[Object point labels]

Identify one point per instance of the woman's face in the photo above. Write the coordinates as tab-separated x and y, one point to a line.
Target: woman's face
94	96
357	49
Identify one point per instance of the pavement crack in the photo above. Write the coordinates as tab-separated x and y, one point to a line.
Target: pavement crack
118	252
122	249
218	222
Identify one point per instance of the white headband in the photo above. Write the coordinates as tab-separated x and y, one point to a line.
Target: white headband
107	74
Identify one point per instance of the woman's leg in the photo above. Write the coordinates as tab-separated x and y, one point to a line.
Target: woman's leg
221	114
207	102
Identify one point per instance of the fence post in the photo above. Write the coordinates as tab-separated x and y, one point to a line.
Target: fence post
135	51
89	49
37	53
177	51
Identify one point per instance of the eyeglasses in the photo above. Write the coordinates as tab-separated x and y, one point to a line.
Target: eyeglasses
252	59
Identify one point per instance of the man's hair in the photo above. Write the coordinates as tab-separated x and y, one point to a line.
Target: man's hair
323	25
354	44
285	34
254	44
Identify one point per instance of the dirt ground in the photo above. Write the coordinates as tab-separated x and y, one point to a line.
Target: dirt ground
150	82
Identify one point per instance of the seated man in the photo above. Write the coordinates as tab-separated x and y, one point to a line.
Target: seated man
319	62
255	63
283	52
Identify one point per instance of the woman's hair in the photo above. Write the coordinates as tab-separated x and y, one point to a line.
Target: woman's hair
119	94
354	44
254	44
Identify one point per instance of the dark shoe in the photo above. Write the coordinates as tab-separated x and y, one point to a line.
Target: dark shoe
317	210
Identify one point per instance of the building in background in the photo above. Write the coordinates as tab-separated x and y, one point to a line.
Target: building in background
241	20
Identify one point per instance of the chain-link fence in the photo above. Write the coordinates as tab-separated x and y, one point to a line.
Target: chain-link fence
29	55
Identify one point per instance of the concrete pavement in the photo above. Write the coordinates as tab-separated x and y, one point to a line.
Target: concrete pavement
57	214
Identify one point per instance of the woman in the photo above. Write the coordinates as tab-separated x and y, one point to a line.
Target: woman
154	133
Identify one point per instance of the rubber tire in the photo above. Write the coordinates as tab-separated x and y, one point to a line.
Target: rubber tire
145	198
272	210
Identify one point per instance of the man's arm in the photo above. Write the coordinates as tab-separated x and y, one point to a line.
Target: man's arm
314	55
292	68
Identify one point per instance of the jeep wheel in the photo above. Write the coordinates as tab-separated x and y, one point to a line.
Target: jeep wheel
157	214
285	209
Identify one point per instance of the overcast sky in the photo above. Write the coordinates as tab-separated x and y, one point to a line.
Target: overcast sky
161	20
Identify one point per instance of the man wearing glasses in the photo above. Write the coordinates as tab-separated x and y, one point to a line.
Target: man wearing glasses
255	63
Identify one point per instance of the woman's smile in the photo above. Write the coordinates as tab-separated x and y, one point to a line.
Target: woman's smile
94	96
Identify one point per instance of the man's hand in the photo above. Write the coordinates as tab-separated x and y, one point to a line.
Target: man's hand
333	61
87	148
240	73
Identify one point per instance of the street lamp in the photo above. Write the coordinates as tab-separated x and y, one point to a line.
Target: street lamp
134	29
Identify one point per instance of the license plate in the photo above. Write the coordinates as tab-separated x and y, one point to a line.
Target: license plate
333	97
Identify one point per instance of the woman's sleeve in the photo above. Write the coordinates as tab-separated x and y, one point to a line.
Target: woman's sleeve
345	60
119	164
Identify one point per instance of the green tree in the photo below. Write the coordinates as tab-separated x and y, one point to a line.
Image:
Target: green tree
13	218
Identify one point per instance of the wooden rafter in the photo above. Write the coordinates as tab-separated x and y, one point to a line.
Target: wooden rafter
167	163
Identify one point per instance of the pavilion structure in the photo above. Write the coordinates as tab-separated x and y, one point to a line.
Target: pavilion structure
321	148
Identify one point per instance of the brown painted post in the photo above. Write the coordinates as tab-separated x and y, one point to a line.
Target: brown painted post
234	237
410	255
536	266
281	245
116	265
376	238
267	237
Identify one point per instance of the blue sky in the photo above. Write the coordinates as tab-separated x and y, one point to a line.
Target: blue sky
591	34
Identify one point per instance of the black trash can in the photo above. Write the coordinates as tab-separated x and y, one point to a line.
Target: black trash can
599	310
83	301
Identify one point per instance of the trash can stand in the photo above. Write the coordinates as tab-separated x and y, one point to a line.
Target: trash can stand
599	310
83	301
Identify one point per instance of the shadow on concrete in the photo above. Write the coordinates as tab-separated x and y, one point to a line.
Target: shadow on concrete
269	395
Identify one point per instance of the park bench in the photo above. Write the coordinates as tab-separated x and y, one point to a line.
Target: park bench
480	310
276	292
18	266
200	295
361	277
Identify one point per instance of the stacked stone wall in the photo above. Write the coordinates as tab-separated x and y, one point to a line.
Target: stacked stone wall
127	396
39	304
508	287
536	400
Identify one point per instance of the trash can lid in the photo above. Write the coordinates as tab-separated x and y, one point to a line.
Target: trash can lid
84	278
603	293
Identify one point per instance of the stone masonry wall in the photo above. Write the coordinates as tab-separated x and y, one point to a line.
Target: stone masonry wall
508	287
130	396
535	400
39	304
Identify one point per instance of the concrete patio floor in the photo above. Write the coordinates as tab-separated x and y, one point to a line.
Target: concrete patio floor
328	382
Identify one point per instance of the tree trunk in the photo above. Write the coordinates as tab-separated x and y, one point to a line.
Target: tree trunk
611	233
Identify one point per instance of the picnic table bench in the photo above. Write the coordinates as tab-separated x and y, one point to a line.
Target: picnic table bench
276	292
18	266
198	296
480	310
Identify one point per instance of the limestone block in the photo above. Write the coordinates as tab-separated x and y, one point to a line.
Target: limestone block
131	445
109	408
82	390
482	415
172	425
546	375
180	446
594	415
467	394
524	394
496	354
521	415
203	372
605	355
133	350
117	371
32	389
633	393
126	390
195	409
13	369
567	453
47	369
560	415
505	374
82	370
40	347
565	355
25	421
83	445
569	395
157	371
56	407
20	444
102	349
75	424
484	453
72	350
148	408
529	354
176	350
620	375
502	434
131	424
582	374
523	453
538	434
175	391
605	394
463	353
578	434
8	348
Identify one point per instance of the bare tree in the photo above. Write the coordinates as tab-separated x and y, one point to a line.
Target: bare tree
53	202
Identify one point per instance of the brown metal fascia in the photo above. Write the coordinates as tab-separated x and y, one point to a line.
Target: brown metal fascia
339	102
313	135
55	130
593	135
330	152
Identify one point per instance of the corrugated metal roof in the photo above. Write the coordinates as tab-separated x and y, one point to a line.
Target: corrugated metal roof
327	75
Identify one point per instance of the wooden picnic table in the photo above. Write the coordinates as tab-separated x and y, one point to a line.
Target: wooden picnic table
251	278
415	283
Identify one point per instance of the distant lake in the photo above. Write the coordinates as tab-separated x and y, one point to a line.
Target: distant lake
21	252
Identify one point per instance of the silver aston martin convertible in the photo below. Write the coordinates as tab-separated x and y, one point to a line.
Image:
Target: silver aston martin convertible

* What you are asked to do
Give the records above again, word for word.

* Written answer
Identify one point per instance of the woman's face in the photo above. Write the coordinates as tab-separated x and y, one point to a line.
Target: woman's face
94	96
357	49
Identify one point per instance of the pavement crack in the photo above. Write the coordinates as tab-separated x and y, one point to a line.
Target: pavement crack
118	252
122	249
218	222
Identify one point per instance of the white headband in the photo above. Write the coordinates as tab-separated x and y, one point to a line.
Target: white headband
107	74
Identify one point per instance of the woman's leg in the photo above. Write the coordinates as tab-separated x and y, one point to a line.
Target: woman's leg
221	114
207	102
Identify one point per instance of the fence post in the photo above. Write the coordinates as tab-separated x and y, one point to a line.
Target: fence post
135	51
89	49
37	53
177	51
Identify one point per instance of the eyeglasses in the photo above. Write the coordinates as tab-separated x and y, one point to a line.
Target: eyeglasses
252	59
Identify one point per instance of the man's hair in the photo above. Write the coordinates as tab-separated x and y, one point to a line.
Target: man's hair
323	25
354	44
285	34
254	44
Identify one point per instance of the dirt ground in the photo above. Write the coordinates as tab-separated x and y, one point to a line.
Target: dirt ground
150	82
Identify one point per instance of the seated man in the photo above. Write the coordinates as tab-separated x and y, one point to a line.
Target: seated man
319	62
255	63
283	52
Identify one point per instance of the woman's hair in the photo above. Write the coordinates as tab-separated x and y, one point to a line.
Target: woman's hair
119	94
354	44
254	44
Identify one point per instance of the dark shoe in the photo above. Write the coordinates as tab-separated x and y, one point to a line.
Target: dark shoe
317	210
Identify one point per instance of the building in background in the photo above. Write the coordinates as tab-separated x and y, one point to a line.
Target: building in background
241	20
Identify one point per instance of the chain-link fence in the photo above. Write the coordinates as tab-separated x and y, one point to a line.
Target: chain-link fence
29	55
Identify one point per instance of the concrete pavement in the photo above. Write the coordinates as tab-separated x and y, one point to a line.
Target: concrete pavement
57	214
Identify one point per instance of the woman in the photo above. Write the coordinates as tab-separated x and y, one point to a line.
Target: woman
154	133
Identify one point per instance of the rubber tire in the photo above. Write the coordinates as tab-separated x and y, one point to a line.
Target: rubber tire
145	198
272	210
Identify one point per instance of the man's arm in the photo above. Write the coordinates as tab-separated x and y, one point to a line.
Target: man's arm
314	55
292	68
Identify one point per instance of the jeep wheel in the photo above. Write the coordinates as tab-separated x and y, one point to a line.
Target: jeep wheel
157	214
285	209
Identify one point per instance of the overcast sky in the photo above. Write the coordinates as tab-separated x and y, one point to a line.
Target: overcast sky
161	20
Identify one point per instance of the man wearing glasses in the photo above. Write the coordinates as tab-separated x and y, one point to a line.
Target: man wearing glasses
255	63
Identify one point per instance of the woman's smile in the photo above. Write the coordinates as tab-separated x and y, one point to a line.
Target: woman's smile
94	96
Identify one point per instance of the man's hand in the photo above. Write the coordinates as tab-separated x and y, one point to a line.
Target: man's hand
333	61
87	148
240	73
Identify one point per instance of the street lamp in the photo above. Write the coordinates as tab-separated x and y, one point to a line.
Target: street lamp
134	29
Identify one point per instance of the license plate in the photo above. Write the coordinates as tab-separated x and y, one point to a line.
Target: license plate
333	97
Identify one point per instance of the woman's sleeve in the photo above. Write the coordinates as tab-separated x and y, one point to a line.
Target: woman's sleeve
345	60
119	164
Identify one point per instance of the green tree in the photo below. Write the coordinates as tab-separated x and y, one point to a line.
Image:
Target: green tree
13	218
Identify one point per instance of the wooden rafter in the photo above. Write the coordinates as tab-separated x and y, one point to a line.
Target: wooden rafter
167	163
Identify one point per instance of the pavilion structure in the photo above. Write the coordinates as tab-separated x and y, one point to a line.
Target: pavilion structure
321	148
Identify one point per instance of the brown painted post in the photo above. Write the coordinates as tab-separated x and y, one point to a line.
Target: brown painted post
234	237
410	255
536	266
281	245
116	265
376	238
267	237
Identify one point per instance of the blue sky in the photo above. Write the coordinates as tab-separated x and y, one point to a line.
Target: blue sky
591	34
Identify one point per instance of the black trash can in the photo above. Write the coordinates as tab-separated x and y, one point to a line.
Target: black trash can
599	310
83	301
Identify one point per instance of the trash can stand in the photo above. Write the coordinates as tab-separated x and y, one point to a line.
Target: trash can stand
599	310
83	301
Identify one point per instance of the shadow on concrete in the photo above. Write the coordinates as tab-separated x and y, one point to a line.
Target: shadow on concrete
269	395
Identify one point per instance of the park bench in the photo above. Write the coordinates as tab-separated x and y, one point to a line.
Target: park bench
480	310
276	292
18	266
200	295
361	277
Identify one point per instance of the stacked stone wall in the photo above. Write the coordinates as tab-separated x and y, one point to a line.
Target: stacked stone wall
127	396
39	304
508	287
536	400
Identify one point per instance of the trash can lid in the photo above. Write the coordinates as tab-separated x and y, one point to a line.
Target: trash can lid
84	278
603	293
Identify one point per instance of the stone masonry wall in the photo above. Write the coordinates as tab-separated x and y, one point to a line.
Target: stone masonry wall
508	287
130	396
535	400
39	304
Identify one point per instance of the concrete patio floor in the photo above. Write the coordinates as tab-separated x and y, one point to a line.
Target: concrete patio floor
328	382
Identify one point per instance of the tree trunk in the photo above. Write the coordinates as tab-separated x and y, one point to a line.
Target: tree trunk
611	233
Identify one point per instance of the picnic table bench in the photo above. Write the coordinates as tab-separated x and y, one point to a line.
Target: picnic table bench
276	292
18	266
198	296
480	310
Identify one point per instance of the limestone block in the photo above. Write the coordinates as tab-separated x and y, one point to a line.
Target: limestone block
131	445
109	408
82	390
482	415
172	425
546	375
180	446
594	415
467	394
524	394
496	354
521	415
203	372
605	355
133	350
117	371
32	389
633	393
126	390
195	409
13	369
567	453
47	369
560	415
505	374
82	370
40	347
565	355
25	421
83	445
569	395
157	371
56	407
20	444
102	349
75	424
484	453
72	350
148	408
529	354
176	350
620	375
502	434
131	424
582	374
523	453
538	434
175	391
605	394
463	353
578	434
8	348
Identify one point per instance of the bare tree in the photo above. Write the coordinates as tab-separated x and y, one point to a line.
Target: bare tree
53	202
Identify one point per instance of the brown metal fascia in the photo above. Write the coordinates as tab-separated x and y, one point to a line.
Target: brown metal fascia
339	102
313	135
55	130
593	135
330	152
Identify one point per instance of the corrugated metal roof in the photo above. Write the coordinates as tab-separated x and y, one point to a line.
Target: corrugated metal roof
327	75
Identify one point per instance of the wooden picnic table in the photo above. Write the coordinates as tab-separated x and y, one point to a line.
Target: wooden picnic table
251	278
415	283
Identify one point per instance of the distant lake in the photo above. Write the coordinates as tab-separated x and y, one point to a line.
Target: distant lake
21	252
Identify one point per instance of the silver aston martin convertible in the photo below. Write the coordinates as tab-separated x and y, one point to a line.
Image:
Target: silver aston martin convertible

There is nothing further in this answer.